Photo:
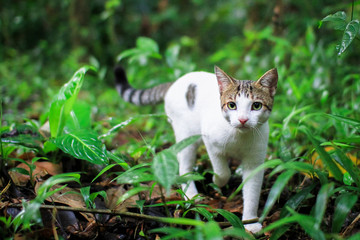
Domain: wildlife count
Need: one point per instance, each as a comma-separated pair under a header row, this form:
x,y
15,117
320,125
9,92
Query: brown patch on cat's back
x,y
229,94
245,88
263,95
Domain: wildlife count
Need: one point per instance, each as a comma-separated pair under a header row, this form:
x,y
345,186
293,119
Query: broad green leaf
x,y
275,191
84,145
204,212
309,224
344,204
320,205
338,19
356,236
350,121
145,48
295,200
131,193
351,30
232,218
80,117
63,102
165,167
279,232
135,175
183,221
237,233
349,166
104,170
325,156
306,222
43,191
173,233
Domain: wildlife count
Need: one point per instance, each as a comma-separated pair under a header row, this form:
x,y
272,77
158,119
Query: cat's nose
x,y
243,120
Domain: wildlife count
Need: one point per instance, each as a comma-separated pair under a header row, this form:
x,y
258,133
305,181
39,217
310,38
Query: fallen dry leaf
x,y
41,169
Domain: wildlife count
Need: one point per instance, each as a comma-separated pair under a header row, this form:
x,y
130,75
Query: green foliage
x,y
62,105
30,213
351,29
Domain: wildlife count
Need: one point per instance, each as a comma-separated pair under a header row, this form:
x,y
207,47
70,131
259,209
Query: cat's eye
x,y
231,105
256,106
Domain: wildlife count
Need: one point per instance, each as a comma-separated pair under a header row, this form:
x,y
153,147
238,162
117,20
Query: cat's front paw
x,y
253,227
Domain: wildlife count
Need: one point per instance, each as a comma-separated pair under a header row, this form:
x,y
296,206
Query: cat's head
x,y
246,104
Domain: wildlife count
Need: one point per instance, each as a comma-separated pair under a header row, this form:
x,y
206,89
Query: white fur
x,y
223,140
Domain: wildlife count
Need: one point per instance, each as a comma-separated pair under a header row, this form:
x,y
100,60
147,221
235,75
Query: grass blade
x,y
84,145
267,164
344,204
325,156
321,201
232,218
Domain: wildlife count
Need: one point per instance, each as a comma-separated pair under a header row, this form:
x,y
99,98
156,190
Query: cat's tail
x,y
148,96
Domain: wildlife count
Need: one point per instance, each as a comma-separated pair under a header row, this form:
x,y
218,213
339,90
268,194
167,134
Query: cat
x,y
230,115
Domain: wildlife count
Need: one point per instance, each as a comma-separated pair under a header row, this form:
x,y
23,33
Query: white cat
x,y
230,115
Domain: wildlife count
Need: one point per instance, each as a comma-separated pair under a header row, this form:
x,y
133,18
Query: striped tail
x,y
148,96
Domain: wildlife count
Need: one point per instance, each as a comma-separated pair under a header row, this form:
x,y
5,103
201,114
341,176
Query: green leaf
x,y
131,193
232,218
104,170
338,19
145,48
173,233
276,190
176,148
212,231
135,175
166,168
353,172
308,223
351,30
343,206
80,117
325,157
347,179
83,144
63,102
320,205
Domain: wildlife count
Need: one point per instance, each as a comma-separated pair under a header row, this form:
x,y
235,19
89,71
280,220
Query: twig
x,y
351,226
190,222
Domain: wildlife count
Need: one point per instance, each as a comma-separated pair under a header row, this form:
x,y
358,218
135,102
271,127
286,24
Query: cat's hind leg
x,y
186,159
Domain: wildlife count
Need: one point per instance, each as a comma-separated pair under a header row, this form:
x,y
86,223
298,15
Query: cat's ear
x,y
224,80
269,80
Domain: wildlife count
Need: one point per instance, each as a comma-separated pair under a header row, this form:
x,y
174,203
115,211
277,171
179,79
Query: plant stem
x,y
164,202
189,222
■ ■ ■ ■
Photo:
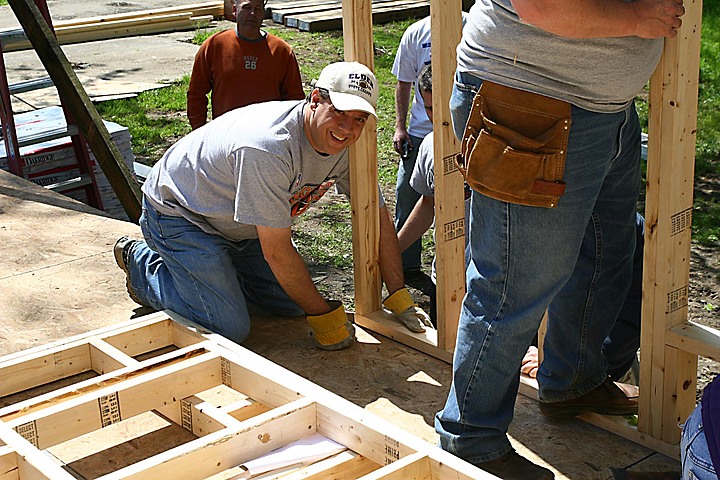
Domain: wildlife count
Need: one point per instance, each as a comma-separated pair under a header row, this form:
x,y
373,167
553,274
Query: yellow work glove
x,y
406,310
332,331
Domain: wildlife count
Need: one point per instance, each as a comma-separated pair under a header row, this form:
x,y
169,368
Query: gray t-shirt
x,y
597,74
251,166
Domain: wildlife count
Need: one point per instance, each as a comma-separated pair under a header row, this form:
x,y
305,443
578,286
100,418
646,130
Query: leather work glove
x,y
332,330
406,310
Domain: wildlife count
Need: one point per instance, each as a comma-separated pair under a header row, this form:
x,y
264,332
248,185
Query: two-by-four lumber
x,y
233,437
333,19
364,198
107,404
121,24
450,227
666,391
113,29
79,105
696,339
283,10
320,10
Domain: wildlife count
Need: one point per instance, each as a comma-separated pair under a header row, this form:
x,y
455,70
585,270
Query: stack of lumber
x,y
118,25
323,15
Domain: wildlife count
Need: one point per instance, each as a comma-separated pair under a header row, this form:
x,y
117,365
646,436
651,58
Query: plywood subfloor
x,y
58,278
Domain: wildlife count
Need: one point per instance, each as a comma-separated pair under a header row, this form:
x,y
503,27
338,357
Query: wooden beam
■ ■ ■ ■
§ **YOUR INSTRUCTIONS**: From the listing above, return the lines starting at the one with "Query: plywood subfloor" and ending at the one with "Query: wooden beam", both kept, exactly as they appear and nothing more.

§ **RESULT FOR THIS EXERCISE**:
Query: plywood subfloor
x,y
58,278
Domain: wildlife count
Need: one point per instance, each as a comma-separated pair under a header row, this form:
x,y
503,27
338,357
Query: wooden beam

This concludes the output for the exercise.